Given records START

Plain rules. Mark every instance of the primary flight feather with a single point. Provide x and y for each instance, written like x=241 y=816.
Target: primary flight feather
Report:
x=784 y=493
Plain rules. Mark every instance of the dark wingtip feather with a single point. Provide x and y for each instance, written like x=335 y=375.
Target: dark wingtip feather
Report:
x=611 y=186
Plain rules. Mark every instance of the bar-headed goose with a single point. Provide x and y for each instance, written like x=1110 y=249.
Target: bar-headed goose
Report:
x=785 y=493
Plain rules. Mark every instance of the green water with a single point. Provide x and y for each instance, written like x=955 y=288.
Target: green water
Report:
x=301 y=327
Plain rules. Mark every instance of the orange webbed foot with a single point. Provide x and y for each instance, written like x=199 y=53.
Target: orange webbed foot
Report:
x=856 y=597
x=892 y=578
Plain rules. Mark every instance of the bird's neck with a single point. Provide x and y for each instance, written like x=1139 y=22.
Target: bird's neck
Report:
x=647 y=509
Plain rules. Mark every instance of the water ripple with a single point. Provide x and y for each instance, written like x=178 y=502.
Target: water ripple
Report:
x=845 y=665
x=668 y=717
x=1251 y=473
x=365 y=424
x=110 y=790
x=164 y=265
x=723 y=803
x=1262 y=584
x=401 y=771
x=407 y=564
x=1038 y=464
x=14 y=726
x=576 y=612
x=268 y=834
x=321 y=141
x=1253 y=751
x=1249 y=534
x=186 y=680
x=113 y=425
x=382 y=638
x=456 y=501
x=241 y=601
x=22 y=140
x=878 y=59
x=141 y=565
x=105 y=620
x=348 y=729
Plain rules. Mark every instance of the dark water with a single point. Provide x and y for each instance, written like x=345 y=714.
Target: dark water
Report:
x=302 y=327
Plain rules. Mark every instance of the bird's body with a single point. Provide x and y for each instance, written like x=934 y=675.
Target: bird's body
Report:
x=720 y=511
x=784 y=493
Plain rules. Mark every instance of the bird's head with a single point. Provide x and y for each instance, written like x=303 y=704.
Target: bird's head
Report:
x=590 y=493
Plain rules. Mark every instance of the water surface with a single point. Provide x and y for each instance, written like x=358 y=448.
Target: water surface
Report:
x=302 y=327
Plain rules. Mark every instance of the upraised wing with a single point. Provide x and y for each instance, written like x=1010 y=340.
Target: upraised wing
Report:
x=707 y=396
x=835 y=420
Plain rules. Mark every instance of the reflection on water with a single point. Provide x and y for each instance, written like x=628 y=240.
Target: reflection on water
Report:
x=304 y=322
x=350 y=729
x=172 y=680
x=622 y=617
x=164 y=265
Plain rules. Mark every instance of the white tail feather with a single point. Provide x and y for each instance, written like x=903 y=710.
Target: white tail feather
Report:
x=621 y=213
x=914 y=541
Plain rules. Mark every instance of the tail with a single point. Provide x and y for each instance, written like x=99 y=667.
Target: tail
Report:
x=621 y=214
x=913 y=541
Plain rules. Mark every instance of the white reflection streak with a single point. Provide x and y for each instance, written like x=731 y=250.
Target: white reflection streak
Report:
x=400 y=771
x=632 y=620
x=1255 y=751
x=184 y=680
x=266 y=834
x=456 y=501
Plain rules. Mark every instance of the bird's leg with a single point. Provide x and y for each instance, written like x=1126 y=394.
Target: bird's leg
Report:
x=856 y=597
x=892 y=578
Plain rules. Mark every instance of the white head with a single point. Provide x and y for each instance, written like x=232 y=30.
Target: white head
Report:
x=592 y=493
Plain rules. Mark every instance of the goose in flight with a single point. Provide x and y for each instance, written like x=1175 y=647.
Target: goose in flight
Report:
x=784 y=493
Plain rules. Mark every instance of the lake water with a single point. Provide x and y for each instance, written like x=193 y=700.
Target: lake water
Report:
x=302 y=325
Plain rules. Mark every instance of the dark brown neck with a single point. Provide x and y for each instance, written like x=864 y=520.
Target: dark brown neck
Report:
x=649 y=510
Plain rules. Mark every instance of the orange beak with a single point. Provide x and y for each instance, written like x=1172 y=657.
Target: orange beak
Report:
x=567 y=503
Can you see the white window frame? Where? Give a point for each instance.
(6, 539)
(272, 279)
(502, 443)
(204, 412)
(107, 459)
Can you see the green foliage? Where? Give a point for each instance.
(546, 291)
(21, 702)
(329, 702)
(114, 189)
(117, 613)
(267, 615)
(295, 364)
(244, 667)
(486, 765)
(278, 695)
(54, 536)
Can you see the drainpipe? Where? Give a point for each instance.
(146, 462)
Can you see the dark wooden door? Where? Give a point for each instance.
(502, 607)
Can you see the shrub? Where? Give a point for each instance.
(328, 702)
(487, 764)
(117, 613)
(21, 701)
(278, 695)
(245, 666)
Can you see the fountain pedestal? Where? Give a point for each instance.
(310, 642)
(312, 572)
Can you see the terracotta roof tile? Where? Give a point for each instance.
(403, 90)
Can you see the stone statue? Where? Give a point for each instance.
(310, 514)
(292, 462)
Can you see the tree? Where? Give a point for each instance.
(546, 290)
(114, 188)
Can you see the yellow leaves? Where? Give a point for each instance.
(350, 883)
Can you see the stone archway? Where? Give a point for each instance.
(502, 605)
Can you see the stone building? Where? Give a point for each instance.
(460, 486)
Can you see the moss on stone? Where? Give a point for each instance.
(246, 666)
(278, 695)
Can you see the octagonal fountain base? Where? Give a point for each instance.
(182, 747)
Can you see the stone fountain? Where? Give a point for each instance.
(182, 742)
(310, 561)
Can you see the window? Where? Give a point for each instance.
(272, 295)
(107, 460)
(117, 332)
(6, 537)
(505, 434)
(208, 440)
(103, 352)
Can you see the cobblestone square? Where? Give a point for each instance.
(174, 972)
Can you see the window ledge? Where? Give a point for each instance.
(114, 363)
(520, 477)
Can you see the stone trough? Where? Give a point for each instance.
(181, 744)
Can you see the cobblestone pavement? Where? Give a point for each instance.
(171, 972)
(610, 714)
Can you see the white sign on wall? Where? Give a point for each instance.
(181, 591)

Given records END

■ **Problem details**: The records above are to be duplicated in full and exactly.

■ **Reply to the exercise**:
Plain rules. Mark every instance of the primary flight feather with a single point. Provide x and y for each instance, written like x=241 y=816.
Target: primary flight feather
Report:
x=784 y=493
Plain rules. Mark every instance of the dark wingtip feather with a single point. Provide x and y for each instance, written like x=335 y=375.
Target: dark wingtip feather
Report:
x=611 y=186
Plain rules. Mark every instance of the bar-headed goose with a single point. Provide x and y for each instance, written like x=1110 y=249.
Target: bar-headed goose
Report:
x=785 y=493
Plain rules. Mark every instance of the green water with a single point. Provide x and y for each instance, written like x=955 y=288.
Target: green water
Report:
x=301 y=327
Plain rules. Mark every instance of the orange webbed foot with a single point. Provide x and y for each instance, written like x=199 y=53.
Target: orange webbed foot
Report:
x=856 y=597
x=892 y=578
Plain rules. Mark every instance of the bird's neck with a single point. Provide x and y for each instance, written like x=1139 y=22.
Target: bird's neck
Report:
x=647 y=509
Plain rules. Mark every instance of the water ripple with a single point. Provide x and y for each instance, written like x=178 y=502.
Target: water ripple
Report:
x=845 y=665
x=668 y=717
x=1251 y=473
x=365 y=424
x=110 y=790
x=164 y=265
x=723 y=803
x=1262 y=584
x=401 y=771
x=407 y=564
x=1038 y=464
x=14 y=726
x=576 y=612
x=268 y=834
x=321 y=141
x=1253 y=751
x=1249 y=534
x=186 y=680
x=113 y=425
x=382 y=638
x=456 y=501
x=241 y=601
x=22 y=140
x=878 y=59
x=141 y=565
x=105 y=620
x=348 y=729
Plain rules. Mark every instance of the dark water with a single point. Provide x and y for each instance, written like x=345 y=714.
Target: dark water
Report:
x=302 y=327
Plain rules. Mark every instance of the bird's body with a single point. Provide x and y for each instance, written like x=934 y=675.
Target: bird's body
Report:
x=720 y=511
x=784 y=493
Plain rules. Mark every instance of the bird's head with a single point. Provide x and y for each instance, written like x=303 y=704.
Target: bird's head
Report:
x=590 y=493
Plain rules. Mark every instance of the water surface with a single point. Provide x and y for each instance, written like x=358 y=448.
Target: water surface
Report:
x=302 y=327
Plain rules. Mark every instance of the upraised wing with a single point. Provide x and y for each instance, written like x=1010 y=340.
Target: upraised wing
Report:
x=707 y=396
x=835 y=420
Plain rules. Mark every instance of the reflection on water with a single point. Provide x and y for each instance, written like x=628 y=240.
Target: reflection on water
Report:
x=304 y=322
x=350 y=729
x=172 y=680
x=622 y=617
x=164 y=265
Plain rules. Mark every instance of the white tail feather with a single point. Provide x and y for each instance, written like x=903 y=710.
Target: white tail feather
Report:
x=621 y=213
x=914 y=541
Plain rules. Mark every instance of the tail with a single point. Provide x and y for each instance, written like x=99 y=667.
Target: tail
Report:
x=621 y=214
x=913 y=541
Plain rules. Mark every instance of the white reflection streak with a single point. Provide x and y for each instance, written like x=731 y=250.
Target: white reflection streak
Report:
x=400 y=771
x=632 y=620
x=1255 y=751
x=184 y=680
x=266 y=834
x=456 y=501
Plain rules. Mark every instance of the bird's leg with a single point. Provide x and y for each instance, written like x=1126 y=394.
Target: bird's leg
Report:
x=856 y=597
x=892 y=578
Plain rules. Mark every instance of the white head with a single point. Provide x and y for each instance, written like x=232 y=30.
Target: white head
Report:
x=592 y=493
Plain rules. Mark every instance of the goose in flight with a single point. Provide x and y for each instance, written like x=1175 y=647.
Target: goose in flight
Report:
x=784 y=493
Plain rules. Mark every instance of the lake water with a single point. Provide x and y for each instance, written like x=193 y=700.
Target: lake water
Report:
x=302 y=325
Plain rules. Mark every instance of the dark brown neck with a single point. Provide x and y for each instance, written like x=864 y=520.
Target: dark brown neck
Report:
x=649 y=510
Plain rules. Mark every instance of the orange beak with a single point. Provide x and y for each instance, written like x=1172 y=657.
Target: orange beak
Report:
x=567 y=503
Can you see the white window frame? Where? Give a point for each instance.
(6, 539)
(272, 279)
(502, 443)
(204, 412)
(107, 459)
Can you see the green foliage? Where? Give a point for each instance.
(546, 291)
(21, 702)
(329, 702)
(114, 189)
(117, 613)
(267, 615)
(295, 364)
(244, 667)
(486, 765)
(278, 695)
(54, 536)
Can you see the drainpipe? Where? Give a point for each instance.
(146, 462)
Can you see the dark wooden door? Where? Give a point for each instance.
(502, 607)
Can you see the shrub? Where? Give a point for each instance.
(328, 702)
(487, 764)
(117, 613)
(21, 701)
(278, 695)
(245, 666)
Can you see the fountain pedestal? Where? Give a point for each instance.
(310, 642)
(312, 572)
Can you see the terracotta roof tile? Where? Give a point for each instance.
(403, 90)
Can you see the stone statue? Where? Give a point for each instance.
(310, 514)
(292, 462)
Can you see the tree? Where? Give a point for each instance.
(546, 290)
(114, 188)
Can you see the yellow leaves? Where? Give a point for each instance.
(350, 883)
Can you see the stone archway? Where? Give a point for each instance.
(502, 605)
Can you see the stone building? Where? Give a point for each instance.
(460, 486)
Can you see the moss on stone? Where? Give a point for each instance.
(246, 666)
(278, 695)
Can you see the octagonal fountain base? Where? Give a point for each instance.
(182, 747)
Can you see the stone fountain? Where? Give a point for each instance.
(182, 742)
(310, 561)
Can you see the window? Where? Give a point for each instance.
(272, 295)
(107, 460)
(117, 332)
(6, 537)
(505, 434)
(208, 440)
(103, 352)
Can you see the cobblestone square? Where? Give a point for each instance.
(174, 972)
Can you see the window ledge? Where? Give a point for each instance.
(114, 363)
(520, 477)
Can you see the stone trough? Where? Give a point for each instance.
(181, 744)
Can you see the cobblestone pavement? Where? Give a point for each instance.
(171, 972)
(610, 714)
Can you see the white sign on wall? Where? Give a point for each instance.
(181, 591)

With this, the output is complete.